* **Göreviniz**: Nisa ile Ömer'in ahşap evdeki yaşamını anlatan roman üzerine yazılmış inceleme yazısını, son cümlesinden sonra lütfen sürdürün.

* **Alıntı**:

........

Daha ilk sayfalardan itibaren düşle gerçeğin karmaşası, roman kişilerinin toplumdan soyutlanmış yaşamı, evin canlı bir mekân olarak kişilerin yaşamına eşlik etmesi, insanı yarı fantastik bir ortama sürükler. Aniden bir gizemin içine gireriz; romanın kendi gerçekliğine bir girdap gibi kapılıp gittiğimizi ve o büyülü gerçekliğin içinde gözlerimizi yeniden açtığımızı fark ederiz. Söz ettiğim gibi, bu roman, kendini kolayca ele vermez; bir okur olarak yazarın bilinçle oluşturduğu mozaiği tamamlamaya çalışır, resmin bütününü görmek için heyecan duyarız. Eksik bırakılan, dağıtılan, gizlenen metin içi unsurlar, zihnimizin sayfalarında bir araya gelmeye başladığında heyecanımız doruğa çıkar; anlamlar kurarken yazarın kurduğu anlamları da aşıyor olmanın heyecanıdır bu.  Kendi yaratıcı serüvenine okuru çağıran ve böylece metnin içinde oluşan yoğun anlamlar senfonisini okurla birlikte oluşturup yaratan böylesi bir yazarla yan yana yürümek harika bir duygudur.
Bir düş mü yoksa gerçek bir kişi mi olduğu anlaşılmayan ve sık sık ahşap evin kapısını çalan Nuh’un yanı sıra, evde yaşayan iki kardeş; Nisa ve Ömer; suskun, kaçınık birer kenar insanı durumundadırlar. Ev, eserde her şeyin merkezidir; başlı başına bir evren vardır orada. Ev rahim gibidir; iki kardeş bu rahme sığınıp toplumdan izole bir hayat sürdürürler. Dışarıda tehlikelerle dolu, ölümün kol gezdiği bir hayat vardır. (12 Eylül öncesi) Toplumsal çevrenin sadece sezdirimler aracılığıyla verilmiş olmasına rağmen, Ömer’in evden uzakta yaşayan babası Nurullah Bey ve Ömer’i ziyarete gelen arkadaşı, dış hayatın içinde yer alırlar.

........

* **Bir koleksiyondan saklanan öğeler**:
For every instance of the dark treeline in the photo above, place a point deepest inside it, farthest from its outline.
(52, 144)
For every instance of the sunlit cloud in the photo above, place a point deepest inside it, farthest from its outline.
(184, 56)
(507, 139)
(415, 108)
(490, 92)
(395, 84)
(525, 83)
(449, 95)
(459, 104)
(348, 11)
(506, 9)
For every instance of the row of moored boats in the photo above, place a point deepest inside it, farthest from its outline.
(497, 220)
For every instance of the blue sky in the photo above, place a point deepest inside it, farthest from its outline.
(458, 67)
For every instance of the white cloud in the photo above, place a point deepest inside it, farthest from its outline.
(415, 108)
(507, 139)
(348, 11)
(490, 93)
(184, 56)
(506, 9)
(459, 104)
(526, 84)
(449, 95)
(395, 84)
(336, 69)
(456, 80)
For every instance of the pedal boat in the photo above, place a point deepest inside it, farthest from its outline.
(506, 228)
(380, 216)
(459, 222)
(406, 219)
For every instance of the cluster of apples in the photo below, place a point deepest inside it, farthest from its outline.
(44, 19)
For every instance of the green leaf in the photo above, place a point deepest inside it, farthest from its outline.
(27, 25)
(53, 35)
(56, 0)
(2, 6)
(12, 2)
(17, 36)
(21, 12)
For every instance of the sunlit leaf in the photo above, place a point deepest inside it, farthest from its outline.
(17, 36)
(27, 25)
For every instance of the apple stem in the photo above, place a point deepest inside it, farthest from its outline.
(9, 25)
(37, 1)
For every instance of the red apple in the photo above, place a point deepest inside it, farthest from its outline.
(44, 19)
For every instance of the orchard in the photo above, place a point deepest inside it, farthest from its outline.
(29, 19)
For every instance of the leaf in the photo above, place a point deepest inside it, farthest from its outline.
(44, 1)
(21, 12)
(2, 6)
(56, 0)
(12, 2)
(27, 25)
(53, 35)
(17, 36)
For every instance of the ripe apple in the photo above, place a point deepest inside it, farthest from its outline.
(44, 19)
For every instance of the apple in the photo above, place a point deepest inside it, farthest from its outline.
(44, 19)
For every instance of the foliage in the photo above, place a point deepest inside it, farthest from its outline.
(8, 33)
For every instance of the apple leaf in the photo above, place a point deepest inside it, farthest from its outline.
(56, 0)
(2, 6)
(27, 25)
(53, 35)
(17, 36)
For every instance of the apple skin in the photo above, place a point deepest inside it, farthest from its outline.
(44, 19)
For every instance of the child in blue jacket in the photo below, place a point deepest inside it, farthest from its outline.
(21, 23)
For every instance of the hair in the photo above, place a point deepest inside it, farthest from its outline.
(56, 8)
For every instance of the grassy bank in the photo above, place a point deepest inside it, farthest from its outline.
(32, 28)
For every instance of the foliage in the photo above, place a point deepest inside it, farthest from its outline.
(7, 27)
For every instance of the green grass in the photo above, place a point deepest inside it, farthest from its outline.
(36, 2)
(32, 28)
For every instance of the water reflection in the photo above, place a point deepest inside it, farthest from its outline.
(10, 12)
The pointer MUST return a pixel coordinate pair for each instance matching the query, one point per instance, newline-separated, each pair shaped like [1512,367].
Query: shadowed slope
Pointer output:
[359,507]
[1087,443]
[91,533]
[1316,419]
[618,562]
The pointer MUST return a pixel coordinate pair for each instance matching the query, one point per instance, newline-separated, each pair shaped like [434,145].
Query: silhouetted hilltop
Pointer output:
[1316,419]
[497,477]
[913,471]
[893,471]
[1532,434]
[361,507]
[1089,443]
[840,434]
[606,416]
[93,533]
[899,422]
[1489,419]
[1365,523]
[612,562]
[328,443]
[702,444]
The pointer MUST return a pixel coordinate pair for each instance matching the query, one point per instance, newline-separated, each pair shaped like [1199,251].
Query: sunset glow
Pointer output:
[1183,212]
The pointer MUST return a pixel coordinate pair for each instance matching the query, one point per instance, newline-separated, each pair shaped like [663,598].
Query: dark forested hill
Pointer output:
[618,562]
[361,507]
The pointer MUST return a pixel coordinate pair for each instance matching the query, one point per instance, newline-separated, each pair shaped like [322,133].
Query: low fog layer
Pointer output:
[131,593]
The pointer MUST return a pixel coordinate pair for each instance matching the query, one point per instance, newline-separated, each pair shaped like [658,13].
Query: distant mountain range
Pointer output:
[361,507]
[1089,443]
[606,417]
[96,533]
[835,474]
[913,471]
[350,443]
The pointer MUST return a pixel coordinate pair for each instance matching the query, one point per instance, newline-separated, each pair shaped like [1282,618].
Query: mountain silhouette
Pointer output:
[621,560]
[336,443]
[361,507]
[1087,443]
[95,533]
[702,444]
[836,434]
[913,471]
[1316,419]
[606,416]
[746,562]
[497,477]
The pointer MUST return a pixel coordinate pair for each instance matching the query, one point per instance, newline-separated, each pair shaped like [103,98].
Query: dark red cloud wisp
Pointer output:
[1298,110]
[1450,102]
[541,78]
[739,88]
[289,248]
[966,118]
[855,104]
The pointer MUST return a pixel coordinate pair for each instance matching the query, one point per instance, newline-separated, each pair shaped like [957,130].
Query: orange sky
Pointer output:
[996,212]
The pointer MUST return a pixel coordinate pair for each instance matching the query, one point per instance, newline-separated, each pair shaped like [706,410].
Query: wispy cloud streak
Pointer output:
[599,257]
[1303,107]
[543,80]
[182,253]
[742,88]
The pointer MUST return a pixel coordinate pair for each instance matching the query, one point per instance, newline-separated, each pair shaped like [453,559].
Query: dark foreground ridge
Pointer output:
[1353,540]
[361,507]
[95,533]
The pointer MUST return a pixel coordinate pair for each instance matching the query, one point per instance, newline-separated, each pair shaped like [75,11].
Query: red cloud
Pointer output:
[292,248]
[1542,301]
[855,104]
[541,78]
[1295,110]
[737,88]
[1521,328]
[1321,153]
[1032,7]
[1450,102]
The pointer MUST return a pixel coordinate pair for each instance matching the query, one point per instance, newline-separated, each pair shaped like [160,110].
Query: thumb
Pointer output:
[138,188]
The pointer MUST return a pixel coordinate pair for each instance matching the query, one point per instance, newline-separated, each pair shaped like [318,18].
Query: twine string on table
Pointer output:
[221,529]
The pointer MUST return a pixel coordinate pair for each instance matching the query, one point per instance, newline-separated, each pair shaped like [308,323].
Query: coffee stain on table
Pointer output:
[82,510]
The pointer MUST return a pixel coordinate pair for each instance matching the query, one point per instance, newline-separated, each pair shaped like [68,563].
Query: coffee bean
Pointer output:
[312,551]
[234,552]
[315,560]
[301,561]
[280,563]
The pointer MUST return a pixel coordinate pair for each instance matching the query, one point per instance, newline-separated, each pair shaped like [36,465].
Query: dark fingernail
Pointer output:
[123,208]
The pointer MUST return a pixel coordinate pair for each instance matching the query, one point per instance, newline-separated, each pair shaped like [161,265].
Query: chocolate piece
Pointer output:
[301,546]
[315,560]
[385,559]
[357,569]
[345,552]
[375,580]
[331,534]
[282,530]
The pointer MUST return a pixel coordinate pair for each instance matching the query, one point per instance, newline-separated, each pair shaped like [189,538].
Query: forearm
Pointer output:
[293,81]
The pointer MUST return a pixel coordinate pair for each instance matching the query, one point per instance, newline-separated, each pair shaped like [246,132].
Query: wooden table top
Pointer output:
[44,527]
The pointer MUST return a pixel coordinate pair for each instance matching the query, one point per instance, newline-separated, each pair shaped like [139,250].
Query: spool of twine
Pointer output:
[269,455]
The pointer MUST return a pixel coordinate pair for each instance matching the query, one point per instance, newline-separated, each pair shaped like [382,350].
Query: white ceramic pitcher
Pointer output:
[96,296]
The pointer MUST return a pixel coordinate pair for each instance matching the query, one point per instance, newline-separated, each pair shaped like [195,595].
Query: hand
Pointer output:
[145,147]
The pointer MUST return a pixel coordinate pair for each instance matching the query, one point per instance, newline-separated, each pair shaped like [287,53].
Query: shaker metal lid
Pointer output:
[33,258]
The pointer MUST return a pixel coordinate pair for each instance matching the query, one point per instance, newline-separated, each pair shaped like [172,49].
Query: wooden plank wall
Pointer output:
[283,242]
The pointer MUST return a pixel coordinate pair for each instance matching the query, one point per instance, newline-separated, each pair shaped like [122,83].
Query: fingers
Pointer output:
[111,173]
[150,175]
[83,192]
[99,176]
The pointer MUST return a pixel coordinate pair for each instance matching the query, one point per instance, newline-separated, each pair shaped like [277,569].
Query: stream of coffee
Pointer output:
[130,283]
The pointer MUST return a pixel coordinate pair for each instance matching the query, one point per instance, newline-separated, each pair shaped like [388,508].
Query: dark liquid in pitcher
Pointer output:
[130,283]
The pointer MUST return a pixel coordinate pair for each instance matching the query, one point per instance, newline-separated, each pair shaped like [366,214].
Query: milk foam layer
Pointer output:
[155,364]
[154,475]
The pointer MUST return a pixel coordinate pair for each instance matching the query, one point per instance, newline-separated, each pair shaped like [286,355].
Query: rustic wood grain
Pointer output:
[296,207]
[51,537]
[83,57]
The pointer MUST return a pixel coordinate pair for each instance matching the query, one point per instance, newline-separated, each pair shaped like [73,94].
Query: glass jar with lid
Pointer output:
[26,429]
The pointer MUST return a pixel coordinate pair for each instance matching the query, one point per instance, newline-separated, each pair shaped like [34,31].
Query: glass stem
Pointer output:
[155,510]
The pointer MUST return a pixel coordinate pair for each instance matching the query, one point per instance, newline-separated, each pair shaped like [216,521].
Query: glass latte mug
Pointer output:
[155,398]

........

* **Alıştırma yanıtı**:
Evin içinde bambaşka bir hayat hüküm sürer; burada, Nisa ve Ömer’in yıllar önce ölmüş anneleri Jülide Hanım’ın soluğu duyulur; anıları etrafta dolaşır. Gizemli sarnıç, geçmişteki tüm sesleri biriktirmiş olduğu için Jülide Hanım’ın sesi yankılanır orada. Bu eski sularda insan yüzlerinin yansımaları gelip gider; birer düş gibi yanıp söner görüntüler.  Kör pencere, uzun zaman önce örülmüş tuğlaları arasında yüzlerce anı ve hayali gizler. Bu tekinsiz ortamda, anılar evin eşiğinden başlayıp merdivenlerden odalara yayılır, duvarlardan taşlığa düşerler.  Yağmur suyu gibi anılar da birikir sürekli. “Saçaklar yağmuru alıyor, borularla iki kat aşağıya, sarnıca iletiyor. Yağmur kesildikten sonra borular su-sesli kalıyordu. Bu ev her şeyi biriktiriyordu. Hiçbir şey yitirmemekte diretiyordu hâlâ.” (s. 23)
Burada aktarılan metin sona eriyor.